### Questions:
**1)** Please repeat the part of the article on avoiding foreclosure from "HUD Partial Claim" to "type of assistance.", copying it word for word.
**2)** List the section headings in the article on avoiding foreclosure.

### Text for analysis:
• • • • • • •
Whether or not the economy is improving, one fact remains the same: families all over the country are struggling to make their mortgage payments. Depending on your unique financial situation (the value of your home, changes to your income, missed payments etc.) foreclosure may not be your only option. The Federal government has gone to great lengths to help homeowners across the country stay in their homes, and as you can see from the article below, there are a handful of different approaches you can take to avoid foreclosure. Some, you can do yourself, while others you might want to hire a professional to handle.

Pay Delinquency

If your financial situation changed quickly, and you missed a payment or two before landing back on your feet, then do not worry. Lenders are legally required to reinstate your loan if you pay off the delinquent amount. If you can borrow the money from a friend or family member then you can easily avoid foreclosure. You could even take out a small personal loan to pay off the delinquent amount. In addition, your retirement plan may allow you to take an early withdrawal in order to avoid foreclosure. Be sure to speak with your bank or financial planner to find out which method would be best for you.

Refinance

If you are current on your loan (meaning you have not missed any payments) then you may be able to refinance your loan before going into delinquency. Depending on your current interest rate, and the amount you owe on your loan versus your home’s value, you could greatly reduce your monthly payments.

HUD Partial Claim

If your loan is FHA insured then it may be possible for your lender to receive a one-time payment from the FHA Insurance Funds to cover your loan’s delinquency. However, before you get excited remember that in these tough economic times thousands of homeowners are requesting this type of assistance.

Payment Plans

If you recently lost your job, or had a reduction in pay, and missed a few mortgage payments then you may be able to negotiate a repayment plan with your lender. This is where you make your usual mortgage payment, plus an amount of the total delinquency amount. Repayment plan terms can be as short as a month or two, and as along as a year, and at the end of the term you would have paid off your total delinquency. Afterwards, your mortgage payments will go back down to the original amount. Depending on your lender, you may have to submit a full financial disclosure, and possibly even a good faith payment upfront to begin the plan.
• • • • • • •
### Excerpted data:
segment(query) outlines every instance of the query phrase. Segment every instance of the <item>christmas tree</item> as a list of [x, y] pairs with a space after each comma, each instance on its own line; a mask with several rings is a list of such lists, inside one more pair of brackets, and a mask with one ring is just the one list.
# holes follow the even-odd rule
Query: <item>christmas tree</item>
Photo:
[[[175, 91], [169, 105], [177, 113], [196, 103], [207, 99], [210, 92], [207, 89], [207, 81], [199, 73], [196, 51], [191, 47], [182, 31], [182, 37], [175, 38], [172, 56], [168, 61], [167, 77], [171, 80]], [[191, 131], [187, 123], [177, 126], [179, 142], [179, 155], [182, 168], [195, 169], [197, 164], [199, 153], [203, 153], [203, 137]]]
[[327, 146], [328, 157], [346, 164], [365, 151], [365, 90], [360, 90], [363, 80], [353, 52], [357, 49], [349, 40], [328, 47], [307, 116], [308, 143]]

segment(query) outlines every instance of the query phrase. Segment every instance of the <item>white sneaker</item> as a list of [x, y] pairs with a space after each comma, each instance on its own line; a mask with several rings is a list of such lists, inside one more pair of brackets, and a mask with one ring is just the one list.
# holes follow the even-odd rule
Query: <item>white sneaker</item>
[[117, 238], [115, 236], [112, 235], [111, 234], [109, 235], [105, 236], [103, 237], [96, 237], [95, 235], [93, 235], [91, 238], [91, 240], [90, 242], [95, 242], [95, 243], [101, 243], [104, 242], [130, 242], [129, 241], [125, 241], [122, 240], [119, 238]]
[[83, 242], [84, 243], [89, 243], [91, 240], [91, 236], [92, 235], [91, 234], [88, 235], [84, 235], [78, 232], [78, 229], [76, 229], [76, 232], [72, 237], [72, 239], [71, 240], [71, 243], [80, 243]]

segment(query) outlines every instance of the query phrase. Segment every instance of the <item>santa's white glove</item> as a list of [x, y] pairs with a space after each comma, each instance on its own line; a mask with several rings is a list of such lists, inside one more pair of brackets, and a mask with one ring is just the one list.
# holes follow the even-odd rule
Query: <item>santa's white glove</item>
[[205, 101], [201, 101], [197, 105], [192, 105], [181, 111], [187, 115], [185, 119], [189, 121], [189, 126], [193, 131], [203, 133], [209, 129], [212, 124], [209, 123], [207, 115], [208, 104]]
• • • • • • •
### Completed exercise:
**1)**
HUD Partial Claim

If your loan is FHA insured then it may be possible for your lender to receive a one-time payment from the FHA Insurance Funds to cover your loan’s delinquency. However, before you get excited remember that in these tough economic times thousands of homeowners are requesting this type of assistance.

**2)**
Pay Delinquency
Refinance
HUD Partial Claim
Payment Plans